▸ **Parts of the exercise**:
- 1) According to the news page, in what year did Fiona Ross begin her career in type?
- 2) Decide whether each statement agrees with the news page, answering yes or no and quoting the deciding words: (a) Bodil Mostad Olsen's poster covers the period from 1850 to 1970. (b) Fiona Ross will be the thirtieth person to receive the TDC Medal. (c) Gerard Unger received the TDC Medal last year.
- 3) Reproduce word for word the part of the news page starting with "Fiona began her" and going on through "Arabic Markazi Text.".

Category: awards

Postgraduate research communication success

Congratulations to postgraduate researcher Bodil Mostad Olsen who has won the University’s prize for research communication in a poster competition, held as part of the University’s annual Doctoral Research Conference. Bodil’s communication of her research topic – the history of health communication on food labels – was judged top among a very competitive field of posters representing research across a wide range of arts, science and social science disciplines. Her poster illustrates her collections-based research. It shows the changing influences of scientific understanding of food hygiene and nutrition, food packaging technology, and societal change on the presentation of food to consumers from 1850–1970. This area of typographic and graphic communication practice, although influential in people’s everyday decision-making, has not been  considered previously from this wide, contextual perspective.

Fiona Ross awarded the TDC Medal

 

The New York-based TDC announced that Professor Fiona Ross, a long-standing member of staff in the Department and Curator of the Non-Latin Collections, will be the thirty first person to receive the prestigious TDC Medal. Fiona joins an illustrious list of past recipients which include David Berlow, Colin Brignall, Matthew Carter, Adrian Frutiger, Gerrit Noordzij, Paula Scher, Erik Spiekermann, and last year our colleague Gerard Unger.

Fiona began her career in type in 1978 working at Linotype, where she rose to lead the non-Latin department as the company’s first female manager. She has been responsible for the design of many typefaces for South Asian scripts that have become the standards for reading matter, and sources for numerous imitations. Her work began with typefaces for newspapers, and nowadays extends to the full range of font resources for text typography, from typefaces for online documents to user interfaces, to webfonts. Notable recent projects include her contribution to the typefaces for the Murty Classical Library of India series by Harvard University Press, the Bengali typefaces for the Anandabazar Patrika (ABP), and the Arabic Markazi Text.

(Stored records)
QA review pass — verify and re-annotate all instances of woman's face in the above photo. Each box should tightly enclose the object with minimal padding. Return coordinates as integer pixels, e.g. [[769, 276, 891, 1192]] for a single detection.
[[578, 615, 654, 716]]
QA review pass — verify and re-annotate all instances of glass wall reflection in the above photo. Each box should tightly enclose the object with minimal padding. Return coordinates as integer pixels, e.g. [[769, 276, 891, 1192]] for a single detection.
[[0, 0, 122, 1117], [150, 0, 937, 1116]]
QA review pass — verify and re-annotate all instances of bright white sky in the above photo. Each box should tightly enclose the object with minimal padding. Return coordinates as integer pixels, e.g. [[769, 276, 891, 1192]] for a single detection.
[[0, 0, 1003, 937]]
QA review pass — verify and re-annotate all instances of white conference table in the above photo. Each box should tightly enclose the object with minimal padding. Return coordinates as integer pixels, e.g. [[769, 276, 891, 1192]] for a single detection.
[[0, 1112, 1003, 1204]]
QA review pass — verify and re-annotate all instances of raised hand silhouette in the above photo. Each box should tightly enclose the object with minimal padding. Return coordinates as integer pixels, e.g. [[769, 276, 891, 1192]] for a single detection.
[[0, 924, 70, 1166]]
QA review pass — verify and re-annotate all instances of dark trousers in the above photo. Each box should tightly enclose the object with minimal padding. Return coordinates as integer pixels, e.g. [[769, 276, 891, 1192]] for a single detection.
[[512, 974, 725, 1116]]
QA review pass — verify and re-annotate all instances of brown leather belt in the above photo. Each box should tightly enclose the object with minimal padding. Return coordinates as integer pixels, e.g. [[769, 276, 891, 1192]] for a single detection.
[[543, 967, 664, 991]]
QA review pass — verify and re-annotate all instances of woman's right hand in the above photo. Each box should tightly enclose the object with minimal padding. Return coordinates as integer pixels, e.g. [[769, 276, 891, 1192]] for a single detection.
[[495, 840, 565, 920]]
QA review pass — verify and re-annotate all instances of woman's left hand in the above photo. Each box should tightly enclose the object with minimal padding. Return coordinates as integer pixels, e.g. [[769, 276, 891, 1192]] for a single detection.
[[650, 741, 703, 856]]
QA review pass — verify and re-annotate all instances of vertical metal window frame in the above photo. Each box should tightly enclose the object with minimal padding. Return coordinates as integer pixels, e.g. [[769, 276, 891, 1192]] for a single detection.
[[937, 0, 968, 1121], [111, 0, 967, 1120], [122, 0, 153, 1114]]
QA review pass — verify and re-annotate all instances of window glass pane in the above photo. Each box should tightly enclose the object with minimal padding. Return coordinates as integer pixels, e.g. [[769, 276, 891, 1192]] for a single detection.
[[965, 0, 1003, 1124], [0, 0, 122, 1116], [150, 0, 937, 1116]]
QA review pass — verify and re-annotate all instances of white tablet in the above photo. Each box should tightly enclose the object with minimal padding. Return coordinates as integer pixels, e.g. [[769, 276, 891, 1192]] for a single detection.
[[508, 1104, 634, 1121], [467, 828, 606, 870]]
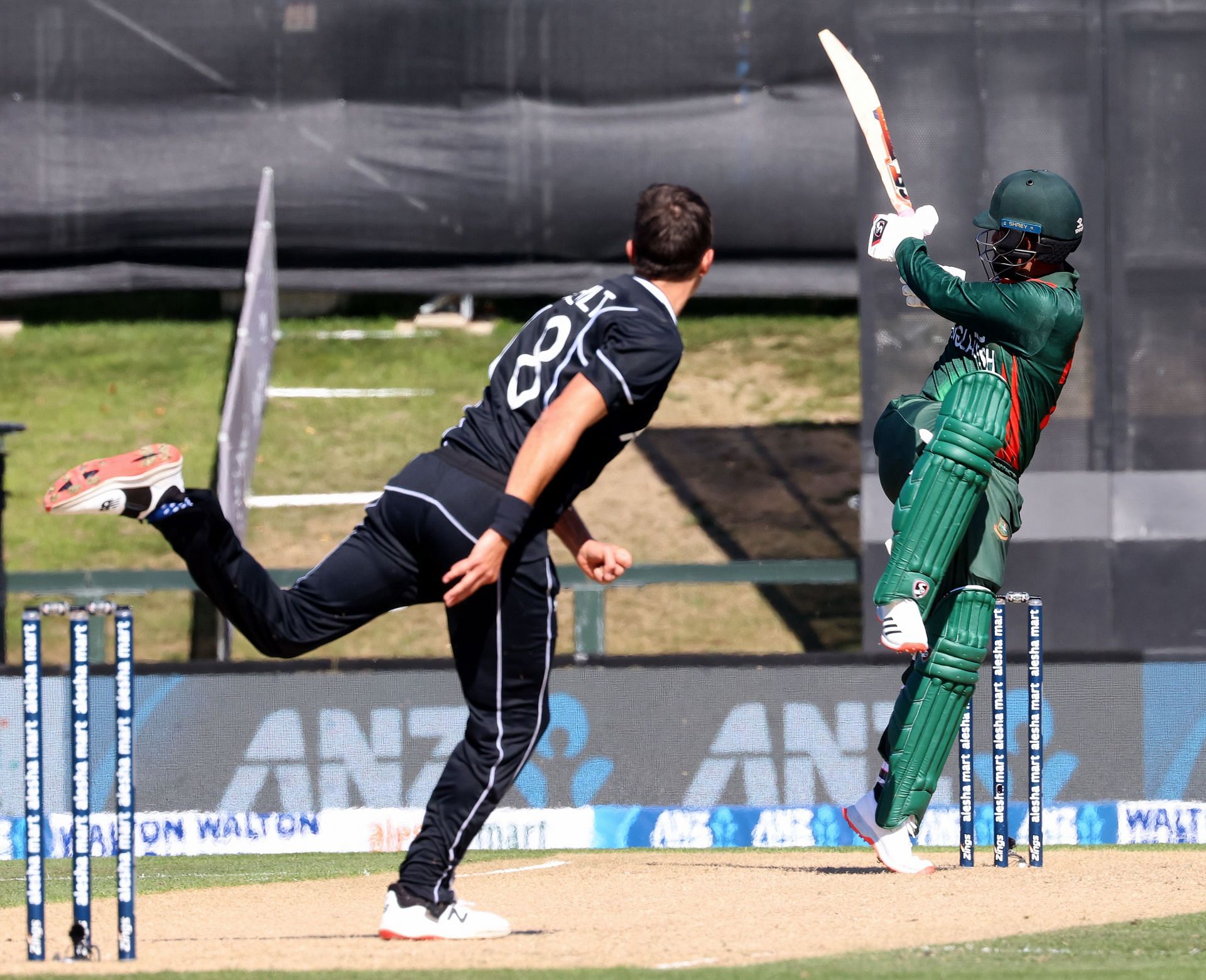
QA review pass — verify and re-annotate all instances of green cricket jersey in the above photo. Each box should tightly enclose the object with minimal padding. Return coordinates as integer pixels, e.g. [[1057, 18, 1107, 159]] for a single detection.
[[896, 239, 1084, 475]]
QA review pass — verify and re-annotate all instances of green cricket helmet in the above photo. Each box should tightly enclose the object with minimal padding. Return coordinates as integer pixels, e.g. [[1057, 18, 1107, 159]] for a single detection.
[[972, 170, 1084, 281]]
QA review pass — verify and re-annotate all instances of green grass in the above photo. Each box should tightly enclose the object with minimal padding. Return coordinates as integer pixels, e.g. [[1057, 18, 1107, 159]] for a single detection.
[[38, 913, 1206, 980], [0, 306, 857, 661], [0, 851, 552, 909], [7, 845, 1206, 980]]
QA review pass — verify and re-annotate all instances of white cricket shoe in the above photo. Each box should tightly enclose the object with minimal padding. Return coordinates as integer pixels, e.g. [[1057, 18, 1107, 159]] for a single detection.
[[876, 599, 930, 653], [378, 888, 511, 939], [842, 790, 933, 874], [42, 442, 185, 520]]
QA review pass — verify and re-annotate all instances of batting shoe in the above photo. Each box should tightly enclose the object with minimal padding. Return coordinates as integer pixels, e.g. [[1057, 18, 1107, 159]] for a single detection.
[[42, 442, 185, 520], [378, 885, 511, 939], [842, 790, 933, 874], [876, 599, 930, 653]]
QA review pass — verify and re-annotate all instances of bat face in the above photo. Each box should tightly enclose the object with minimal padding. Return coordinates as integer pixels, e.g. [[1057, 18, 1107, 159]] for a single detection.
[[876, 106, 913, 210], [818, 30, 913, 212]]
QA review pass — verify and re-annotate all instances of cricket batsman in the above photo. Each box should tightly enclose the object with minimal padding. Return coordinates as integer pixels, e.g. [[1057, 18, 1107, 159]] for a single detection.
[[843, 170, 1084, 874], [45, 185, 714, 939]]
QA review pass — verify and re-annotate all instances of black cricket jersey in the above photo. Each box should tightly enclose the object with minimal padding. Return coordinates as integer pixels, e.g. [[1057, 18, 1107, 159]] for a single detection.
[[444, 276, 683, 527]]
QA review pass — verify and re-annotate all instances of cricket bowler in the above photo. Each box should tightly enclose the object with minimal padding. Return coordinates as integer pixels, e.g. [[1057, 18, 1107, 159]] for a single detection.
[[843, 170, 1084, 874], [43, 185, 714, 939]]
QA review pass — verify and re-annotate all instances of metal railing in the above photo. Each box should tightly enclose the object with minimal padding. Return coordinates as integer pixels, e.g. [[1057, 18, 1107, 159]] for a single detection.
[[8, 558, 859, 660]]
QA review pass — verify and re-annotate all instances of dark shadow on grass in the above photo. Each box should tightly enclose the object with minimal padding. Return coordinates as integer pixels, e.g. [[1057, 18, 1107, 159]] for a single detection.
[[637, 423, 862, 651]]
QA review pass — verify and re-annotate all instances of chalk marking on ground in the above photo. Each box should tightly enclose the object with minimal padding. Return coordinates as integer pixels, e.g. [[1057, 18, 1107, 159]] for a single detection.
[[268, 384, 435, 398], [654, 956, 716, 971], [460, 861, 569, 881]]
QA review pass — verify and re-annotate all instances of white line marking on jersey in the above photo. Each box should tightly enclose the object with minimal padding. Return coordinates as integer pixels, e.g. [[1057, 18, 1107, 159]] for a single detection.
[[595, 351, 632, 405], [633, 276, 678, 327], [247, 491, 381, 509]]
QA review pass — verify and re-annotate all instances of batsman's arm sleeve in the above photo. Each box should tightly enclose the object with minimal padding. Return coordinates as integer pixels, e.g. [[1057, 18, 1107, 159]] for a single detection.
[[896, 239, 1055, 357]]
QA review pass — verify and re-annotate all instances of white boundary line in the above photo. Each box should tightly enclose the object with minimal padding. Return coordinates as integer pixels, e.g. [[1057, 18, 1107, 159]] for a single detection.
[[654, 956, 716, 971], [268, 384, 435, 398], [455, 861, 569, 881]]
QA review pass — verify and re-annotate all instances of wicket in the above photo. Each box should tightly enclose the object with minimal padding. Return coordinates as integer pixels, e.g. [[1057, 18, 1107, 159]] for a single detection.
[[21, 601, 135, 961], [957, 592, 1043, 868]]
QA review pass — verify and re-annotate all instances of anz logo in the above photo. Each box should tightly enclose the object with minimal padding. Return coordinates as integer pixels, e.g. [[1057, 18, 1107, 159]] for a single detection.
[[682, 700, 897, 809], [515, 693, 615, 809]]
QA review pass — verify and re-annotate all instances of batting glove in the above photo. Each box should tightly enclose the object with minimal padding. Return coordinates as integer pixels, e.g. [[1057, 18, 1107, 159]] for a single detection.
[[901, 265, 967, 310], [867, 204, 938, 261]]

▸ **Task solutions**:
- 1) 1978

- 2)
(a) Yes: "on the presentation of food to consumers from 1850–1970"
(b) No: "will be the thirty first person to receive the prestigious TDC Medal"
(c) Yes: "and last year our colleague Gerard Unger"

- 3)
Fiona began her career in type in 1978 working at Linotype, where she rose to lead the non-Latin department as the company’s first female manager. She has been responsible for the design of many typefaces for South Asian scripts that have become the standards for reading matter, and sources for numerous imitations. Her work began with typefaces for newspapers, and nowadays extends to the full range of font resources for text typography, from typefaces for online documents to user interfaces, to webfonts. Notable recent projects include her contribution to the typefaces for the Murty Classical Library of India series by Harvard University Press, the Bengali typefaces for the Anandabazar Patrika (ABP), and the Arabic Markazi Text.